Task instructions: Please copy every row below word for word, leaving out the pictures.

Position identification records

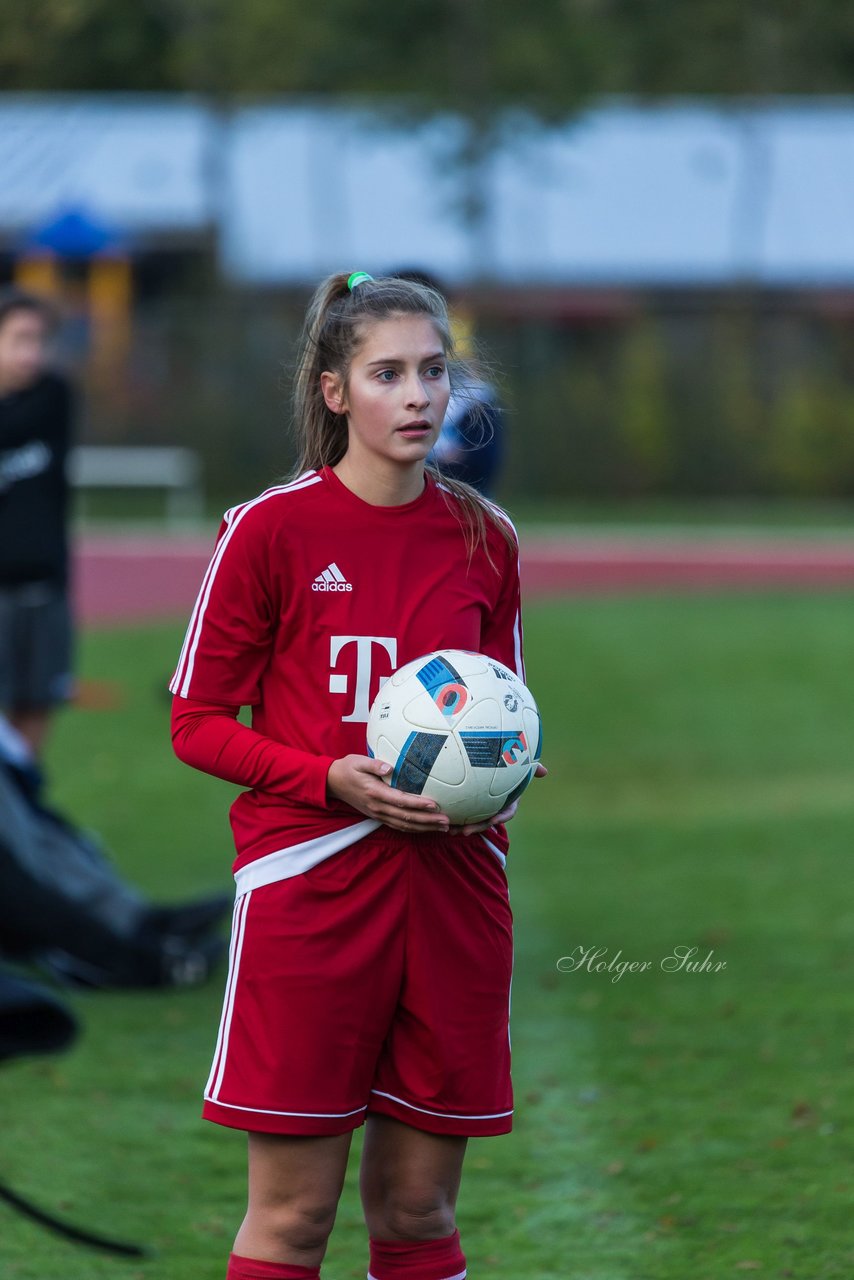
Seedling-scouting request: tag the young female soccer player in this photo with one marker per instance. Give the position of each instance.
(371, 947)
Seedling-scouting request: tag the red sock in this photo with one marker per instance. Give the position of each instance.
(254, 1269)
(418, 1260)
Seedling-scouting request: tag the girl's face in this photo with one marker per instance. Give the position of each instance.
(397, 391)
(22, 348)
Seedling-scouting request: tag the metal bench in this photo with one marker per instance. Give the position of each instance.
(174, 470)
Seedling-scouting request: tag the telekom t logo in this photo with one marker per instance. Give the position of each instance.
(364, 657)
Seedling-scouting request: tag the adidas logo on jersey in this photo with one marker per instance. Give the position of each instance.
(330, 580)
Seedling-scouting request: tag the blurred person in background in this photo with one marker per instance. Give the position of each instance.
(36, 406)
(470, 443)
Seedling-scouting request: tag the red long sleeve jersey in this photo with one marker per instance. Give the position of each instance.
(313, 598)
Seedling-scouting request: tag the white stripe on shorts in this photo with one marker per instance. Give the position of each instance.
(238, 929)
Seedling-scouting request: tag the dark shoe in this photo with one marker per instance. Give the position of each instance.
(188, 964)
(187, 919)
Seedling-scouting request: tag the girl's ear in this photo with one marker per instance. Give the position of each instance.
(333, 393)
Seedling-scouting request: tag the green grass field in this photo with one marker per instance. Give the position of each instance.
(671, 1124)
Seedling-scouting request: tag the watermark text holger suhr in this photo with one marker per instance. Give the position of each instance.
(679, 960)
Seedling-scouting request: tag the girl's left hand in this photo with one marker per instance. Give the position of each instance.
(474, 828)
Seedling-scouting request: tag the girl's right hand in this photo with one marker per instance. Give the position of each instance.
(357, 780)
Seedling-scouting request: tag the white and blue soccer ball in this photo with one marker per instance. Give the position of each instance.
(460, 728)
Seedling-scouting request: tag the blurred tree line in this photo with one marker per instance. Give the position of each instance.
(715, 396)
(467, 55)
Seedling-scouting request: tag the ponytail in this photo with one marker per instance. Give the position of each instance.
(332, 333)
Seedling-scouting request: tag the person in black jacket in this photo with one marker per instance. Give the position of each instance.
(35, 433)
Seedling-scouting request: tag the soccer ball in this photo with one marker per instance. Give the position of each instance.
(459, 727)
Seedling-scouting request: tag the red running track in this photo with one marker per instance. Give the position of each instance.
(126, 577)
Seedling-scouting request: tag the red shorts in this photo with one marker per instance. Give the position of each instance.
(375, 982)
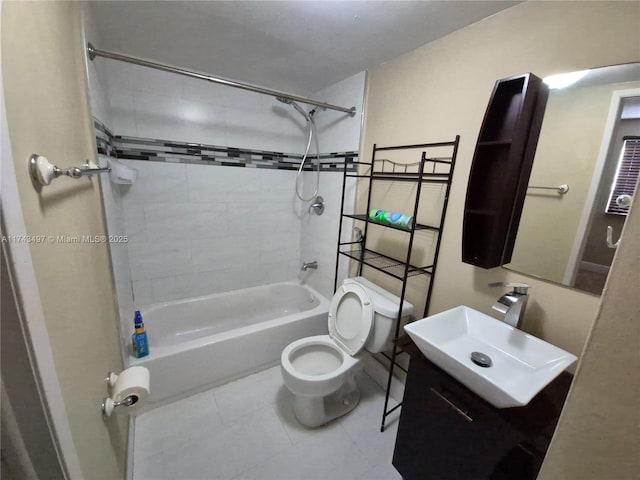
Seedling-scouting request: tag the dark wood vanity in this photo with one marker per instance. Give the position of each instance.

Output for this exercise:
Seedling-scouting request: tag the young female soccer player in this photo with one marker per instance. Give the position of each instance.
(371, 947)
Seedling-scouting request: tag the red sock in this photo with one marker per instance. Give the position of each instance.
(254, 1269)
(418, 1260)
Seedling-scouting request: tag the girl's face in this photo with one marker per instance. Give the position of each instance.
(397, 391)
(22, 348)
Seedling-scouting request: tag the metal bench in this photo with one marker per instance. Give the position of each instance.
(174, 470)
Seedling-scouting request: tag the telekom t logo in this photo with one marker per instance. Give the position of each instance.
(364, 657)
Seedling-scouting request: tag the adidas logo on jersey in this photo with one marker per instance. Give the position of each instance.
(330, 580)
Seedling-scouting request: tag the blurred person in background in this photo with one marker per instance. Give the position of each instance.
(36, 406)
(470, 443)
Seedling-scouting request: tag the red long sleeve jersey in this photo with one marker per instance. Give the position of each instance.
(313, 598)
Seedling-scouting request: tag the white stripe on shorts in this photo with one marker per instance. Give the position of each instance.
(238, 929)
Seedling-scouting request: tag the dark shoe in this photo with one marker per instance. Give the position of each instance.
(188, 964)
(187, 919)
Seedling-scouting request: tag the girl's ear in this photo with one marker per instance. Give the position of each instance.
(333, 393)
Seedling-scouting request: tag the green grass field in this photo with one marker per instance. Give the position of each instance.
(671, 1124)
Seedling-scouting request: tag the watermark text holger suhr in this photo with one marker per instance. Give the position of each instance.
(679, 960)
Seedling-scouting request: tag the girl's left hand in this photo with one marker per instance. Give the position of each instance.
(474, 828)
Seedling-scouting request: tag the girl's right hand in this photo with one marker per instance. Give the position of each instance.
(357, 780)
Seedling-scouting request: tag the white and blue soccer ball in this photo with one marker per instance. Give the position of each instance.
(460, 728)
Seedling-scouting request: tag the blurred tree line in this photo with one marker per instance. Give the position of each instance.
(715, 396)
(467, 55)
Seedling-scouting request: tag the ponytail in this photo with one marker per instance. Give the position of each instance.
(332, 333)
Seedling-scouting request: tag the person in black jacket in this photo with one marker per instance. Give the position of each instance.
(35, 433)
Seedling-scouting request: tag the soccer ball in this photo with one marker per instance. Give the position of each instance.
(459, 727)
Seedling-scouting request: tag the red running track in this photo with one marker per instance. Give the position of each instance.
(126, 577)
Seedling-scouting request: tag the red shorts in this photo with one marker per instance. Give the position of each instance.
(375, 982)
Seedling-scouting request: tag the dark wood vanity in this photo with one marker per instance. Give the position of each instance.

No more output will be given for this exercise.